### Activities:
**A.** Answer these questions about the rowing forum post:
(i) What drag factor felt about right when the rowing started in spring '14?
(ii) What drag factor range does the post say must suit most people for distance?
(iii) What age is called "the ripe old age"?
**B.** Output the stretch of the rowing forum post from "Post by jackarabit" through "in this range.".

### Excerpt provided:
BEGIN
Post by jackarabit » August 21st, 2017, 11:05 am

Carl Watts wrote:
jackarabit wrote:Started spring '14. 125 felt about right. Later 120. Next 2 years 110-115. This yr. 105. Maybe attributable to leg muscles firing faster which makes possible catching the wheel at higher velocity whch in turn reduces inertial resistance to re-acceleration.
Are you still rowing at the same pace as 2014 now with the lower DF ?

Beginners usually start with a DF that is too high and then is comes down over time. I suspect at some point that age creeps up on you so other parameters like your relative fitness and strength decrease so you need to start trimming the drag factor to suit. The 110-130 range must suit most people for distance and you would be pretty happy if your rowing in this range.
No need to suspect that strength and muscle mass decrease with age. Obviously, intervention to slow the advance of this common fate is a concern of most of us past the ripe old age of 25 (see turnpoints of physical growth and maturation in male humans).
END
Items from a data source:
BEGIN
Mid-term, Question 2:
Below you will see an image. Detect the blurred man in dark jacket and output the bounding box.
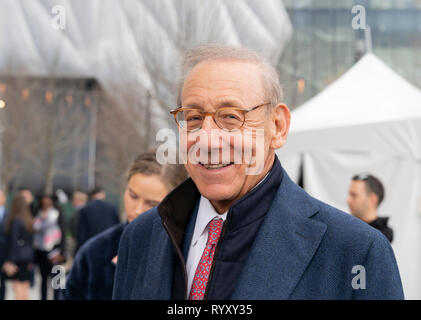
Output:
[0,190,8,300]
[77,187,120,250]
[347,174,393,242]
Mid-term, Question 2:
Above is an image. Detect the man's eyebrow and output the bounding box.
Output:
[182,99,242,109]
[128,187,137,195]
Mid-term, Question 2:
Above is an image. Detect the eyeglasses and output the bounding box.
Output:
[170,102,271,132]
[352,173,370,181]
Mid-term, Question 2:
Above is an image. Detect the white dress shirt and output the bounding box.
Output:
[186,196,228,294]
[186,170,270,294]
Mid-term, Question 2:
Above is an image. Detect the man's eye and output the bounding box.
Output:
[186,115,202,121]
[145,201,159,208]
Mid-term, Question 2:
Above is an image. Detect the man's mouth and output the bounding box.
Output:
[200,162,234,170]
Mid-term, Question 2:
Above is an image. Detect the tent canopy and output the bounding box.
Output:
[277,54,421,299]
[280,54,421,160]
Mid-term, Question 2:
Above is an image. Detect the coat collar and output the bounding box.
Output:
[232,171,327,299]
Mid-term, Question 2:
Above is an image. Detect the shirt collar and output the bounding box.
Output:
[192,196,228,244]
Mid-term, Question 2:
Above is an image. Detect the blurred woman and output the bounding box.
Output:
[3,195,34,300]
[61,151,187,300]
[34,195,63,300]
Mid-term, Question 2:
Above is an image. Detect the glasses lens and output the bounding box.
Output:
[215,109,244,131]
[177,109,203,131]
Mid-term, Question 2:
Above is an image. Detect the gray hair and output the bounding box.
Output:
[177,44,283,107]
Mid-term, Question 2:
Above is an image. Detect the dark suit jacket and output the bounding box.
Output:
[113,171,404,300]
[0,211,9,268]
[77,200,120,249]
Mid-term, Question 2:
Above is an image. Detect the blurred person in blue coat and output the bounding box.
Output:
[0,190,8,300]
[3,195,34,300]
[76,187,120,251]
[61,151,187,300]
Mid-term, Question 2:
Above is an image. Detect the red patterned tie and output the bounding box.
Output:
[189,219,223,300]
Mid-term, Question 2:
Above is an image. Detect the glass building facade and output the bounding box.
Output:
[278,0,421,109]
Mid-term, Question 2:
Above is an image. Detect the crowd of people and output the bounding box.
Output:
[0,151,187,300]
[0,184,120,300]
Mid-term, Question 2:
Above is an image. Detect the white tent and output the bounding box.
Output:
[278,54,421,299]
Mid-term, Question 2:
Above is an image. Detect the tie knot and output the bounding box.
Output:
[208,219,224,244]
[209,219,223,232]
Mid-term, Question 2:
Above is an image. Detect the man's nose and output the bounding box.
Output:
[202,114,220,131]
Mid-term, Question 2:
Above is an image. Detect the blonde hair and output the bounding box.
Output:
[127,150,187,191]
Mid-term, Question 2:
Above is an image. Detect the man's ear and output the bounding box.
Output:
[368,192,379,208]
[271,104,291,150]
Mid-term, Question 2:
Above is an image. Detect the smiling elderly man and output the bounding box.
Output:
[113,45,403,300]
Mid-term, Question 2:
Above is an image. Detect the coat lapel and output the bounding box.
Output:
[231,171,327,300]
[141,217,174,300]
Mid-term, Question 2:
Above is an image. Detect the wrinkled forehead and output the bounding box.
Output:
[181,60,264,103]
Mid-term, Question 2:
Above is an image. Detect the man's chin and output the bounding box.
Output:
[198,184,235,201]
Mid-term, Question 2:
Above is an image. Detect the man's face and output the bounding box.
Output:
[347,180,371,218]
[181,60,289,213]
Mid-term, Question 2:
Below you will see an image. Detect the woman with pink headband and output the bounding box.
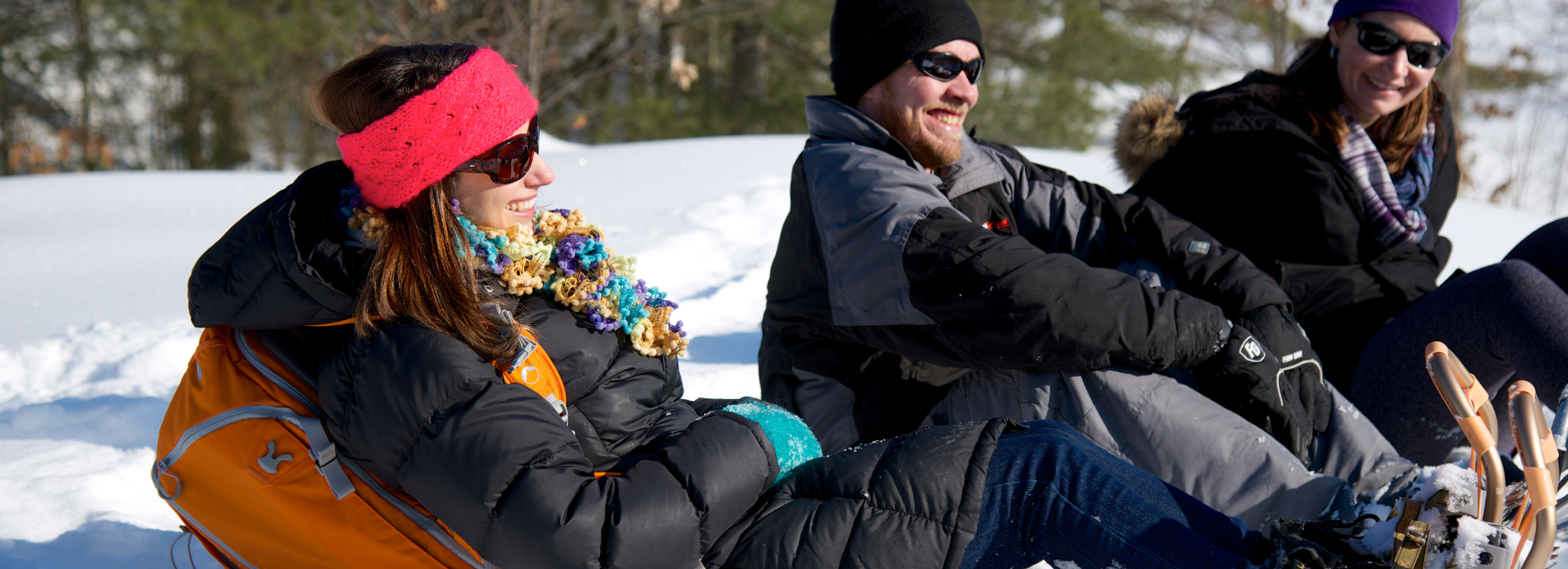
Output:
[190,44,1373,569]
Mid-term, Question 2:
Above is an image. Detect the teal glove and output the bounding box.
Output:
[718,398,822,484]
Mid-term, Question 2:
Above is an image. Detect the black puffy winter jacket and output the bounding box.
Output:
[1129,71,1460,390]
[190,162,1008,569]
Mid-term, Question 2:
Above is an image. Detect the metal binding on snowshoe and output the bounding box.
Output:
END
### Results:
**A.**
(i) 125
(ii) 110-130
(iii) 25

**B.**
Post by jackarabit » August 21st, 2017, 11:05 am

Carl Watts wrote:
jackarabit wrote:Started spring '14. 125 felt about right. Later 120. Next 2 years 110-115. This yr. 105. Maybe attributable to leg muscles firing faster which makes possible catching the wheel at higher velocity whch in turn reduces inertial resistance to re-acceleration.
Are you still rowing at the same pace as 2014 now with the lower DF ?

Beginners usually start with a DF that is too high and then is comes down over time. I suspect at some point that age creeps up on you so other parameters like your relative fitness and strength decrease so you need to start trimming the drag factor to suit. The 110-130 range must suit most people for distance and you would be pretty happy if your rowing in this range.